Extract to read:
───

GUEST COMMENTARY: The Coming Currency Crisis

By Pat McGeehan

Freedom lies at its darkest hour not by threat of sword, but by threat of poverty. And our country’s impoverished condition continues. The American Republic is dying. Our nation is bankrupt. This is no longer a Republican or Democrat “issue”—it’s just a “math” issue. Tomorrow, if the entire federal government was eliminated—including the US Military—we could still not afford to pay for Medicare, Medicaid, and Social Security. We would still run a budget deficit. These three bloated programs and we can’t foot the bill. For anyone not yet paying attention, this sobering predicament is your wake up call.

Furthermore, despite what you may hear to the contrary, the economic depression still lingers. It will get worse. To examine what this means to your future, we must examine the cause of our economic downturns and how it is bankrupting our society.

───

Repeat the part of the commentary that begins at the words "By Pat McGeehan" and stops after the words "wake up call.". Work from the commentary alone.

(Collection entries)
───

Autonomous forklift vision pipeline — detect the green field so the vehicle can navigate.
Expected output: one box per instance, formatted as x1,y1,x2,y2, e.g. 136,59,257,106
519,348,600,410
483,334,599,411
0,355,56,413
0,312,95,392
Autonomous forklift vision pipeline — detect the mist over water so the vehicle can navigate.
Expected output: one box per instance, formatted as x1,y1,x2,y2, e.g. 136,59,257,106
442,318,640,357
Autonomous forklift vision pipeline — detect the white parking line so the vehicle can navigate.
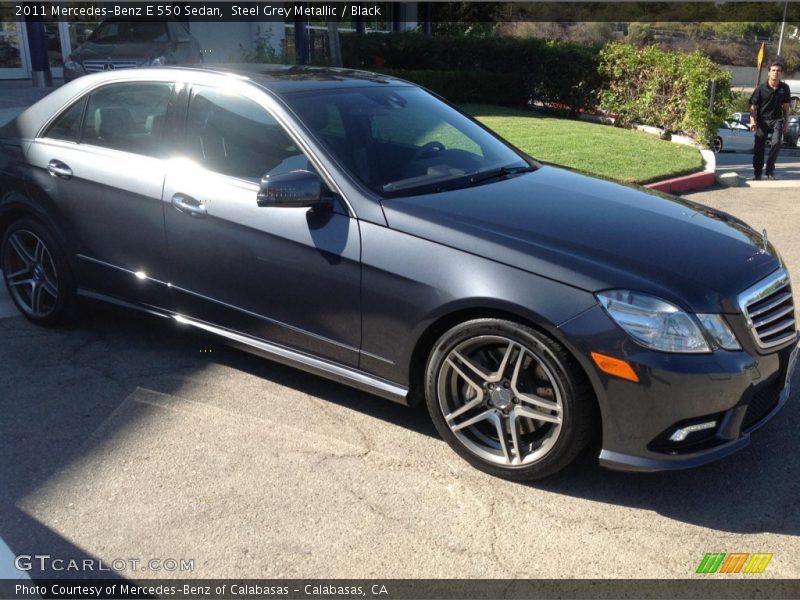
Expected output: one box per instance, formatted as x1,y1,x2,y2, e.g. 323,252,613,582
0,271,19,319
0,539,30,581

───

Response to this task:
By Pat McGeehan

Freedom lies at its darkest hour not by threat of sword, but by threat of poverty. And our country’s impoverished condition continues. The American Republic is dying. Our nation is bankrupt. This is no longer a Republican or Democrat “issue”—it’s just a “math” issue. Tomorrow, if the entire federal government was eliminated—including the US Military—we could still not afford to pay for Medicare, Medicaid, and Social Security. We would still run a budget deficit. These three bloated programs and we can’t foot the bill. For anyone not yet paying attention, this sobering predicament is your wake up call.